*Extracted entries*.
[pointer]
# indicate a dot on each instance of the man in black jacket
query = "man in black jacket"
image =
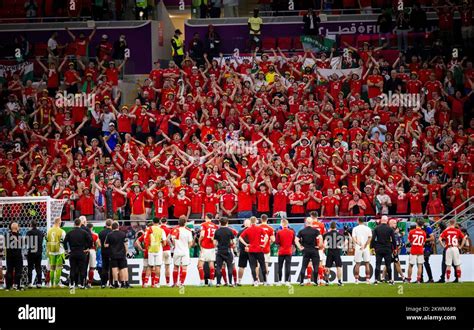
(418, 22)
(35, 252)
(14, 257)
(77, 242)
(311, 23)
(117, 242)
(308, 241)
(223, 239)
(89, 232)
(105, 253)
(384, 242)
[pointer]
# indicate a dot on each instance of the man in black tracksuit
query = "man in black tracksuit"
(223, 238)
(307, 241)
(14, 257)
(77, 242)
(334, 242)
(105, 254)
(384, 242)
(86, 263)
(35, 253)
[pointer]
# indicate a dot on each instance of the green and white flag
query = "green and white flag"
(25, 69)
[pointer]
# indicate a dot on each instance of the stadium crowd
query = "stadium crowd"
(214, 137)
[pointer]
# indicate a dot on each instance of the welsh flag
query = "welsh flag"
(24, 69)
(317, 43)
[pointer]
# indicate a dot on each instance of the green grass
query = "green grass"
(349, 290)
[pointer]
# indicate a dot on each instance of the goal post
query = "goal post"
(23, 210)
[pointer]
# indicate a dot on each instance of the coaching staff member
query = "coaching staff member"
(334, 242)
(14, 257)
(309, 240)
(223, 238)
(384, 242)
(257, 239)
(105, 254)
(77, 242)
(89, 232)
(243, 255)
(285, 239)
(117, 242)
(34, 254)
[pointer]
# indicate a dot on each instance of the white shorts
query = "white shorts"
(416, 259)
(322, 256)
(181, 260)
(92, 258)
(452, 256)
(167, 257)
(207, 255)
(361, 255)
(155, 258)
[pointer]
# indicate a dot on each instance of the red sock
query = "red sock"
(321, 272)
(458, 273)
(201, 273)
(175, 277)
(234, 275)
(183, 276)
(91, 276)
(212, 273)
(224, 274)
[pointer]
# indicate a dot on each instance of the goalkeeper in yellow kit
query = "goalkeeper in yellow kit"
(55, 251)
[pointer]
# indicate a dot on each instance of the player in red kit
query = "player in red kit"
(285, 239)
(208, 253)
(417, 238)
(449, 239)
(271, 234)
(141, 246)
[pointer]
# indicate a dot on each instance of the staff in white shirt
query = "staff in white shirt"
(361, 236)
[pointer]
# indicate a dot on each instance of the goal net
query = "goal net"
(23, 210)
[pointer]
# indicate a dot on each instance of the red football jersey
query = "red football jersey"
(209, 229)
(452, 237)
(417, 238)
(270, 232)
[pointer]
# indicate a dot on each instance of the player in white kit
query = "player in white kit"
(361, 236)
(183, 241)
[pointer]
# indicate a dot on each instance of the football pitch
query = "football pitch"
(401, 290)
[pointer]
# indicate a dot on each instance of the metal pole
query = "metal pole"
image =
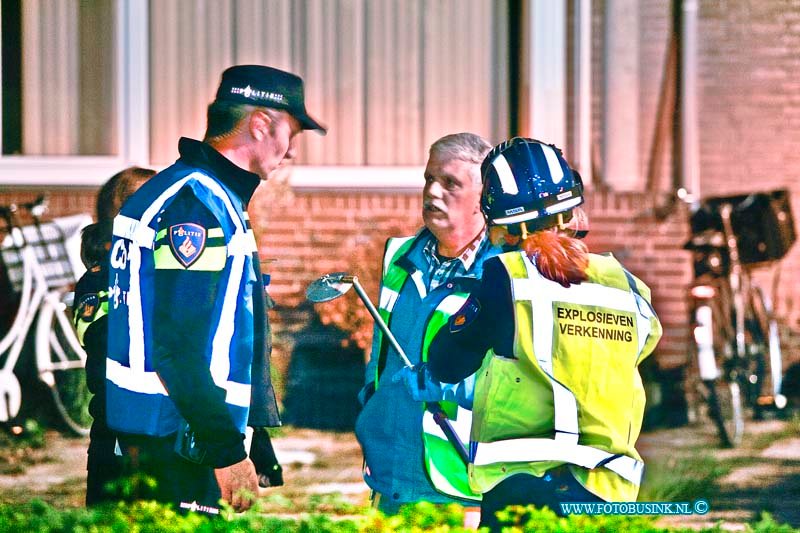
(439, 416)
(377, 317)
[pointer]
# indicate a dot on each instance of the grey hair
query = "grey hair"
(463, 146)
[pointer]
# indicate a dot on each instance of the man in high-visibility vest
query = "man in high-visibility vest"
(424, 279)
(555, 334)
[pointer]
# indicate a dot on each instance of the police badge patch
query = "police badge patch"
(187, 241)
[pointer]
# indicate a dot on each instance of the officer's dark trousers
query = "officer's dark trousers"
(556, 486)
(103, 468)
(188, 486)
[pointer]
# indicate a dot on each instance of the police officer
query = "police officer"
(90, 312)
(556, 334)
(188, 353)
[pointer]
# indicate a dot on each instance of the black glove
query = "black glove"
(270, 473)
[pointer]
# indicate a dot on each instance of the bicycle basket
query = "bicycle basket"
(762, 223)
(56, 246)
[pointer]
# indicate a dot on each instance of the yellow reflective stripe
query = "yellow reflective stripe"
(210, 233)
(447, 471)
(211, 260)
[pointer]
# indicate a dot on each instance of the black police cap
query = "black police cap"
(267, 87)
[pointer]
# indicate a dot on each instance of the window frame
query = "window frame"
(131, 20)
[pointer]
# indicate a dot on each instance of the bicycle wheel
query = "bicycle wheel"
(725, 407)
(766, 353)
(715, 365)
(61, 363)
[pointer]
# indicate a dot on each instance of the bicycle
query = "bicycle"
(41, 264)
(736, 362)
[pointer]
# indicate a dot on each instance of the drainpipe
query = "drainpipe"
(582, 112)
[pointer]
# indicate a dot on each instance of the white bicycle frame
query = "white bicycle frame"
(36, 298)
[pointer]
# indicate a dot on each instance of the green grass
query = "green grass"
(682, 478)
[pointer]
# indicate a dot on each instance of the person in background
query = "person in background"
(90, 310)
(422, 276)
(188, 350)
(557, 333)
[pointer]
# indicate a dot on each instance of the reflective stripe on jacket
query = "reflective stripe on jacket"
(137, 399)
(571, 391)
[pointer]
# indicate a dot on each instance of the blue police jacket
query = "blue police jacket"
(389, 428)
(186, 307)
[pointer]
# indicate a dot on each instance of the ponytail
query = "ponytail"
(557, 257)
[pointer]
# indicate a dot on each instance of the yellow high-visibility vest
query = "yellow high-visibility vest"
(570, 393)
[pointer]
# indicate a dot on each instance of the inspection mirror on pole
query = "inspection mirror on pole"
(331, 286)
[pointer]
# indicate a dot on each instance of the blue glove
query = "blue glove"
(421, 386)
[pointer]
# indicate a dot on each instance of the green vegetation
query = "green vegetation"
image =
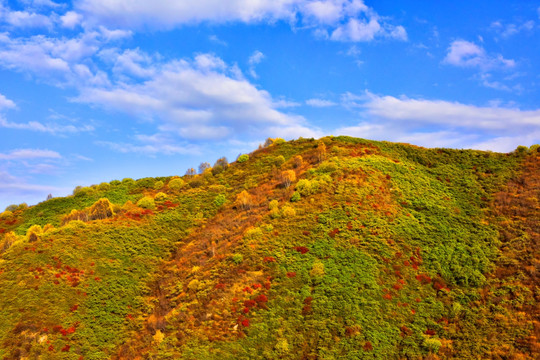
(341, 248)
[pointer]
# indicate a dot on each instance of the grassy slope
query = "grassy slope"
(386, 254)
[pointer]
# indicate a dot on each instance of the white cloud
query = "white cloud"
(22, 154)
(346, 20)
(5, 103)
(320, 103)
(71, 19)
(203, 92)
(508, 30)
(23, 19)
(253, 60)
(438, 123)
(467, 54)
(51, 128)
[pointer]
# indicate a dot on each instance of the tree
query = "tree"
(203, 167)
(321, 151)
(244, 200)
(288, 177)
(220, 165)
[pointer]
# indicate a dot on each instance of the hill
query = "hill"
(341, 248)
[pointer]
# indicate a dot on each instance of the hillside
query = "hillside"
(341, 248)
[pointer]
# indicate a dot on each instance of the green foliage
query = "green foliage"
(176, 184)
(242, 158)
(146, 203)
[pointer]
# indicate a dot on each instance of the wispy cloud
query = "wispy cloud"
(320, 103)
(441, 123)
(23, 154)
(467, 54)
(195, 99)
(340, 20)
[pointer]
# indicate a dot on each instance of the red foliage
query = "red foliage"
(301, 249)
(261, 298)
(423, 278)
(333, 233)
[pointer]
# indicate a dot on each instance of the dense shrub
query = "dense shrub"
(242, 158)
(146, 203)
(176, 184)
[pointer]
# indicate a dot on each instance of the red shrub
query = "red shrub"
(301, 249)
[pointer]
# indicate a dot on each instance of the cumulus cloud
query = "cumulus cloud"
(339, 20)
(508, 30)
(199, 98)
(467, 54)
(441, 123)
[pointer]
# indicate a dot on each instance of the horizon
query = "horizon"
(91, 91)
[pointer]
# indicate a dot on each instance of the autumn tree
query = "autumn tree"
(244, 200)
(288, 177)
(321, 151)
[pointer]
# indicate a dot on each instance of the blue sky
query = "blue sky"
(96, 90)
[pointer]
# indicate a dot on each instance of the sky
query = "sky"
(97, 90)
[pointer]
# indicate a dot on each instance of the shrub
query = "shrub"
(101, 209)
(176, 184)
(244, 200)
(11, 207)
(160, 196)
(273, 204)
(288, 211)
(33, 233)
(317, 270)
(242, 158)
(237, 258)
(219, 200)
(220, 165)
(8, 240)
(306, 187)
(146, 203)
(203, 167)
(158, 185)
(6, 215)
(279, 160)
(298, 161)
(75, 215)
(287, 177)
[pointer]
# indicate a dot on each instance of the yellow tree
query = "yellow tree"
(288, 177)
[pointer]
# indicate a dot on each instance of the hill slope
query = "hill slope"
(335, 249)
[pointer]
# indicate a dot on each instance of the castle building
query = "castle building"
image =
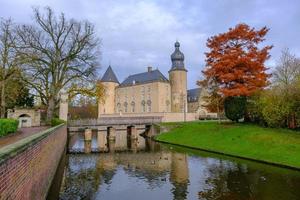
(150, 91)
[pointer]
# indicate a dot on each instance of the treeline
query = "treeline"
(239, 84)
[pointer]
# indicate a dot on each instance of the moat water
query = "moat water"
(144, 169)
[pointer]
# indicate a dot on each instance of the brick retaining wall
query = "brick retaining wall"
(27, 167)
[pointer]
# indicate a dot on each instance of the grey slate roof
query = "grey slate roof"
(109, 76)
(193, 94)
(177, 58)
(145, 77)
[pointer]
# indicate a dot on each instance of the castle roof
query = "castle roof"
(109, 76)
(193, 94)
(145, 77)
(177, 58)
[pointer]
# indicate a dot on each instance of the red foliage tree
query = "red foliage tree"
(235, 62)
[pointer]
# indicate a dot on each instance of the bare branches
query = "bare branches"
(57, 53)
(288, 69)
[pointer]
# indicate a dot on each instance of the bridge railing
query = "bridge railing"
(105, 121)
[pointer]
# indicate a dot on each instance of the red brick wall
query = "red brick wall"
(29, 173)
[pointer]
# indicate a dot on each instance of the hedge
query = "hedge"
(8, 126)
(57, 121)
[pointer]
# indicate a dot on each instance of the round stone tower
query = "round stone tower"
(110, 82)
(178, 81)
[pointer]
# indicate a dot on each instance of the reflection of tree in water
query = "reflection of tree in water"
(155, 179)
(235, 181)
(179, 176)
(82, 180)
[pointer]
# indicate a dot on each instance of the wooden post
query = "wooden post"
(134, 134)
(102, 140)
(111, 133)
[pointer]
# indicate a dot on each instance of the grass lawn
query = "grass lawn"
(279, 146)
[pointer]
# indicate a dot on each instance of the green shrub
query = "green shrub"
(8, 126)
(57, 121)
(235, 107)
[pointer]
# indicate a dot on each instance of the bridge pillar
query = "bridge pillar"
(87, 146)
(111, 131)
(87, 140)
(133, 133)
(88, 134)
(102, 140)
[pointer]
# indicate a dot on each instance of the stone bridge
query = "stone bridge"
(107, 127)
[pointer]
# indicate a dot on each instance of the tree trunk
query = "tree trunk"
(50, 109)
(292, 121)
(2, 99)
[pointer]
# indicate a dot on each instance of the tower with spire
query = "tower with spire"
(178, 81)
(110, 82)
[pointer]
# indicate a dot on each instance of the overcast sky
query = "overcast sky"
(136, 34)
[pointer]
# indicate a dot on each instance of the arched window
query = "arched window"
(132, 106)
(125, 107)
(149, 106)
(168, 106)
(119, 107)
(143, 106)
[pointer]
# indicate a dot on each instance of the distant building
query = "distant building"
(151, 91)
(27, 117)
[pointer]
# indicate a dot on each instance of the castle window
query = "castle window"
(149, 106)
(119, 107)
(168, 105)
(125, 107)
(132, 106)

*Short problem*. Identify each line in the rows above that contains the string "wheel", matching case exactly, and copy every such line in full.

*Task answer*.
# indicate a dot on each instance of the bicycle wheel
query = "bicycle wheel"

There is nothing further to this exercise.